Business may like House Speaker Paul Ryan’s health care overhaul proposal—the Chamber of Commerce enthusiastically endorsed it after House Republicans unveiled it on Monday. But not the health care business. The American Hospital Association was first out of the gate to announce its opposition to the widely criticized plan, followed quickly by the main physicians trade group, the American Medical Association.
Businesses believe the plan could help relieve them of costs. Health care businesses, however, believe it will relieve them of customers, and therefore revenues. Which shows that Ryan, the earnest faux-wonk who claims to have a great understanding of the private sector, has very little clue about what has happened in the health care economy over the past several years.
Simply put, the U.S. economy is more leveraged to health care than it ever has been. Health care accounts for greater absolute and relative levels of economic activity. That’s in part because the baby boomers are getting older and because there’s inflation in health care. But it’s also because the Affordable Care Act vastly increased the number of people who have health insurance coverage, boosting the number of people accessing in-patient services, prescription drugs, and medical devices. In 2015, health care spending stood up at $3.2 trillion, up 5.8 percent from the year before, according to the Centers for Medicare and Medicaid Services. Health care spending accounted for 17.8 percent of the U.S. economy, up from 15.5 percent in 2005. In January, health care accounted for 15.6 million jobs, up from 13.6 million in January 2010. Health care employs more people than the manufacturing industry that the Trump administration hopes to revivify, and almost as many as retail trade. In Birmingham, Alabama, as is typical in many cities, 4 of the top 10 employers are health care operations.

• WHAT YOU WILL DO:
Answer these questions about the text on the health care overhaul proposal.
1. Which group was first to announce its opposition to the plan?
2. According to the text, what do health care businesses believe the plan will relieve them of?
3. What share of the U.S. economy did health care spending account for in 2015?

• LISTED RECORDS:
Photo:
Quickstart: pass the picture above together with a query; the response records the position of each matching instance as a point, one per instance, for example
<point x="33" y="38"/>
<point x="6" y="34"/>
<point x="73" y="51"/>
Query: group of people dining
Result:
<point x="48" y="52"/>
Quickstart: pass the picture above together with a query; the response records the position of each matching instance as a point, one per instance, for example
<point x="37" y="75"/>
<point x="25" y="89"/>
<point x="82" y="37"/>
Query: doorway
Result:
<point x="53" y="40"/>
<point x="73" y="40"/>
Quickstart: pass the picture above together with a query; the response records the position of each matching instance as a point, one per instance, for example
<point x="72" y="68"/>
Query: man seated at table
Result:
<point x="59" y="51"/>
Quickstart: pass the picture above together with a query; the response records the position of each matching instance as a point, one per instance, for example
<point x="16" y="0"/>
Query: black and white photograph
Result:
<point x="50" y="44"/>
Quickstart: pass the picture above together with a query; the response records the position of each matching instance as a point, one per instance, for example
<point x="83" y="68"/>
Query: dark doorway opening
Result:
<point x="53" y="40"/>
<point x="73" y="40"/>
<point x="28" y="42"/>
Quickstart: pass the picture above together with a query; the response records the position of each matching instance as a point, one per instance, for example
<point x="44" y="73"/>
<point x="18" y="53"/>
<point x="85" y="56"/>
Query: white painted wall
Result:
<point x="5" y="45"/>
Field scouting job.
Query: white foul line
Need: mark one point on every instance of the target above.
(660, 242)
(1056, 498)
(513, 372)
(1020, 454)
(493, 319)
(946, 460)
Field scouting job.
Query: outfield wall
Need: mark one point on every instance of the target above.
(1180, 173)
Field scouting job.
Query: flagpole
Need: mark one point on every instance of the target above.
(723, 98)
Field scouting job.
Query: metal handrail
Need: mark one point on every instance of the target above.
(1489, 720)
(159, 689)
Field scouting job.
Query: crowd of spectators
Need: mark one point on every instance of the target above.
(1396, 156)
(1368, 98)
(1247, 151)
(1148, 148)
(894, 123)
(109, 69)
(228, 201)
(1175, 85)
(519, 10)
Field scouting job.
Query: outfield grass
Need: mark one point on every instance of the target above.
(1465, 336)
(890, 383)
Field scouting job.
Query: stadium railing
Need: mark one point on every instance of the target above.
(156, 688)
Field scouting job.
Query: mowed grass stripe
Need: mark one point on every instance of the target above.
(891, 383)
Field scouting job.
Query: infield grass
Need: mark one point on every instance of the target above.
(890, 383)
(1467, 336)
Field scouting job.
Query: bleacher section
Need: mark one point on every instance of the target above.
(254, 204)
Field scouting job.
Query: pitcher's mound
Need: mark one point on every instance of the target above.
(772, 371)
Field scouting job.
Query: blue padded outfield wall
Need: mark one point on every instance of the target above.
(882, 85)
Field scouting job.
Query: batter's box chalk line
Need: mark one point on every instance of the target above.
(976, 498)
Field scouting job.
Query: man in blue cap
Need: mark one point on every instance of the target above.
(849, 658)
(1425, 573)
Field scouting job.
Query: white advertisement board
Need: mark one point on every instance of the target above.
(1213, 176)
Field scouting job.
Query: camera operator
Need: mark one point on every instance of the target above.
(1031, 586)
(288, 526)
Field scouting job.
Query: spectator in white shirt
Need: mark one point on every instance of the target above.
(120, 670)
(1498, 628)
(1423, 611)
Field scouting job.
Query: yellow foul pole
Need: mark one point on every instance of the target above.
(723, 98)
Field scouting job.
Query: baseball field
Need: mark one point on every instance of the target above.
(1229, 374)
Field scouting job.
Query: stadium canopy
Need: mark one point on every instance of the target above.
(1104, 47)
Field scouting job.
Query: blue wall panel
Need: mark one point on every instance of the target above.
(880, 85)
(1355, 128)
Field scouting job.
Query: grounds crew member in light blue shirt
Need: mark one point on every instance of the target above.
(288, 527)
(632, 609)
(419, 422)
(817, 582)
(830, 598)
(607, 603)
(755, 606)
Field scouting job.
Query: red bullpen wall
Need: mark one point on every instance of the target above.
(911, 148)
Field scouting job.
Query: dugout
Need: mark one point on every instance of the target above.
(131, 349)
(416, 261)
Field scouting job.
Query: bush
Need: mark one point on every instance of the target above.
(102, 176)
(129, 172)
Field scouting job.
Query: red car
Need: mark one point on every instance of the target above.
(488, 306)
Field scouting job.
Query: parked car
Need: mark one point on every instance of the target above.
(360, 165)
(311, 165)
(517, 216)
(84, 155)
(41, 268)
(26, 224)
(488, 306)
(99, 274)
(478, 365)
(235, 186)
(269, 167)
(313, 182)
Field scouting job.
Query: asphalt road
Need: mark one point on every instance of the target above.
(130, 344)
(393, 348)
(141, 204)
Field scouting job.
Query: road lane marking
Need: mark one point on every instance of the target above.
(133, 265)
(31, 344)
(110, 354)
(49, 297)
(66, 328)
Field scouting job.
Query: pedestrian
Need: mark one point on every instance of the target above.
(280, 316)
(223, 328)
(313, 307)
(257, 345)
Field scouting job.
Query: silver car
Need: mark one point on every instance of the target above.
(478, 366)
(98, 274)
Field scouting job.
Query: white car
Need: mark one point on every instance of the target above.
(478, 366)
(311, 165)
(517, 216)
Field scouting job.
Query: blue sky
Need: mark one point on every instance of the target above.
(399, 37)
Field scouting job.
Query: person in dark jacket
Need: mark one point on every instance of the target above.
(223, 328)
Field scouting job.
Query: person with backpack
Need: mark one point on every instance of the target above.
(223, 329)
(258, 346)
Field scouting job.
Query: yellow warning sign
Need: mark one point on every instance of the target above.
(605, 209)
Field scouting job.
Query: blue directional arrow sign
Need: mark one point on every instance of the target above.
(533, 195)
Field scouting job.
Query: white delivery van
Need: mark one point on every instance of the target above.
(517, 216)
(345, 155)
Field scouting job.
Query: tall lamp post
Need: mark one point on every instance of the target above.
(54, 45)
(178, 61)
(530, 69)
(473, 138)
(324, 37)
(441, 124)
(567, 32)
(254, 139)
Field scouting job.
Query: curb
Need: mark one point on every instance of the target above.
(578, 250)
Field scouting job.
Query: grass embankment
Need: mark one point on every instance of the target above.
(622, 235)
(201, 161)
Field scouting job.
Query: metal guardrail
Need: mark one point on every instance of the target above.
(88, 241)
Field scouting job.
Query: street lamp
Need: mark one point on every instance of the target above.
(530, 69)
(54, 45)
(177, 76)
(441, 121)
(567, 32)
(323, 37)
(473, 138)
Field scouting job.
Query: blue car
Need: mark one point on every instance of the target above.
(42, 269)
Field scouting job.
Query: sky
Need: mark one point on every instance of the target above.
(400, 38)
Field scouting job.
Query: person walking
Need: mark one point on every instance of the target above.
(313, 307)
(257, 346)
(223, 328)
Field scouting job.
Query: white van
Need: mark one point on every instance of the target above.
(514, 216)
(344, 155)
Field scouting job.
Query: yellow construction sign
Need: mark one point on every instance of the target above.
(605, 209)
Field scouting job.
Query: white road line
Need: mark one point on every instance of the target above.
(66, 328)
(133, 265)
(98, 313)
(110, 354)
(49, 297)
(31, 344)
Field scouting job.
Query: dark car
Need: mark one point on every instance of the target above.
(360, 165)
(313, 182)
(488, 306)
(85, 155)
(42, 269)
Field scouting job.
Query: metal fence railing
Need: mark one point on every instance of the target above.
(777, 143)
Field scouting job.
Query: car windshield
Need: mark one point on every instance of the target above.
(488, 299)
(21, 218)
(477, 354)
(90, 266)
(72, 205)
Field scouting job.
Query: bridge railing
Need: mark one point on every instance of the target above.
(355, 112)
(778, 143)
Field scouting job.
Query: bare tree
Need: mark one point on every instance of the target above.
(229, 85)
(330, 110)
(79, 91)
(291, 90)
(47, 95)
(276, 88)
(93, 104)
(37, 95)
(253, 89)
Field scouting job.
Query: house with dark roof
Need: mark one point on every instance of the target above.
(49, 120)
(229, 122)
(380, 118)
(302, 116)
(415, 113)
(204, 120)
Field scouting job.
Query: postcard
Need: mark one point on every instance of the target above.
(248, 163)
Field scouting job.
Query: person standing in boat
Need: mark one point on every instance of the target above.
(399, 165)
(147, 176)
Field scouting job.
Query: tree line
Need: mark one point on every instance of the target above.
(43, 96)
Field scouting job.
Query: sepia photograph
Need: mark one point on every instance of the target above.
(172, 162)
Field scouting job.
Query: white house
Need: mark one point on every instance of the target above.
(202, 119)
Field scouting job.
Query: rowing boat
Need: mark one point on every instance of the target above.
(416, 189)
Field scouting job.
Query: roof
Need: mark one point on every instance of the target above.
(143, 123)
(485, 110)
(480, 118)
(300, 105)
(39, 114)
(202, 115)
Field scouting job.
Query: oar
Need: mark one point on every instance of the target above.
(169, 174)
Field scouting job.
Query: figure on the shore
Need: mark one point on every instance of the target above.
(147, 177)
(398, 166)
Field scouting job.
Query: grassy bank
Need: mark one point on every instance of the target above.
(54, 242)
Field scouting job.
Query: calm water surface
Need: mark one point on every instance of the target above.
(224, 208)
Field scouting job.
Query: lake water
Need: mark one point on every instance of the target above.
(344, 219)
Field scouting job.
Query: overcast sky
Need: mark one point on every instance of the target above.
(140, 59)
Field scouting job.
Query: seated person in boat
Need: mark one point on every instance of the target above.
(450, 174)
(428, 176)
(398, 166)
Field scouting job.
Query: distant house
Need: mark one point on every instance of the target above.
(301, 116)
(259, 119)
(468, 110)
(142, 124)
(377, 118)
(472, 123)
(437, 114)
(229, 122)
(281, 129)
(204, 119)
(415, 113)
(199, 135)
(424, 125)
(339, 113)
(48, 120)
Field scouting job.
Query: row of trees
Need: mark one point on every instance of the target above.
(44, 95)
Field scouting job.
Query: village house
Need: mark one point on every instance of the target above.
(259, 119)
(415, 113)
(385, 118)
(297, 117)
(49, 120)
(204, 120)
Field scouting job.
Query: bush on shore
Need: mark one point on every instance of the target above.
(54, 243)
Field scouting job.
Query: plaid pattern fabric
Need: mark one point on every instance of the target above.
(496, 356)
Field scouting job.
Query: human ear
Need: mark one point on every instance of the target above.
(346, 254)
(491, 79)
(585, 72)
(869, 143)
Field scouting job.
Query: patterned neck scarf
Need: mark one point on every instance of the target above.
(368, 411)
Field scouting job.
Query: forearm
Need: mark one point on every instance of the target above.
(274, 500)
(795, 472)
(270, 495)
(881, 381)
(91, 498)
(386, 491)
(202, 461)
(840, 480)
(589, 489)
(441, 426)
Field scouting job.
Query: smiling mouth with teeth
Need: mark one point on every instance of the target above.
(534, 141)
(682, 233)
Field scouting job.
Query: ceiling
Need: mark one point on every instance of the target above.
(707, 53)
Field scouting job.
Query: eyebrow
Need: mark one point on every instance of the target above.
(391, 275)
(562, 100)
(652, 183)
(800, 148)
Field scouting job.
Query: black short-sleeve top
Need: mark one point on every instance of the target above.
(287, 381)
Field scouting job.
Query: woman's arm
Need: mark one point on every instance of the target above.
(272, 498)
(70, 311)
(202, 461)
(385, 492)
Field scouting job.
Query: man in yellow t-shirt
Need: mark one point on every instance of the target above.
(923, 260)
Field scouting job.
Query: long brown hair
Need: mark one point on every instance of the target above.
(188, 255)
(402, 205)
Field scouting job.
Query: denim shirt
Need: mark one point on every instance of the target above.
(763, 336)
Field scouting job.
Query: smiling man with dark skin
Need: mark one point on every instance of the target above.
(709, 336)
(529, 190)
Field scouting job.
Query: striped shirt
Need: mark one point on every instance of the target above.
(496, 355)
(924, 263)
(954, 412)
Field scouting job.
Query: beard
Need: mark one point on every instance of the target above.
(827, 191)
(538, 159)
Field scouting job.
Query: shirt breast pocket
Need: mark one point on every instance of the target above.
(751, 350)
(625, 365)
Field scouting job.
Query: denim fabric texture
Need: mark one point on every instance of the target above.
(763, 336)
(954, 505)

• TASK SOLUTION:
1. The American Hospital Association.
2. Customers, and therefore revenues.
3. 17.8 percent.